### BRIEF
A verbatim copy of all entries is the expected output.

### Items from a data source
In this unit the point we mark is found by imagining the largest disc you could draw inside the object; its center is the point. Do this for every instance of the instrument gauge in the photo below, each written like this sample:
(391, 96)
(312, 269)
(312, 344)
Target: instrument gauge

### WRITTEN SOLUTION
In this unit the point we mark is found by imagining the largest disc you could draw inside the object; its center is the point. Do this for every instance of the instrument gauge in the photo below, each written like this sample:
(391, 96)
(312, 269)
(312, 344)
Target: instrument gauge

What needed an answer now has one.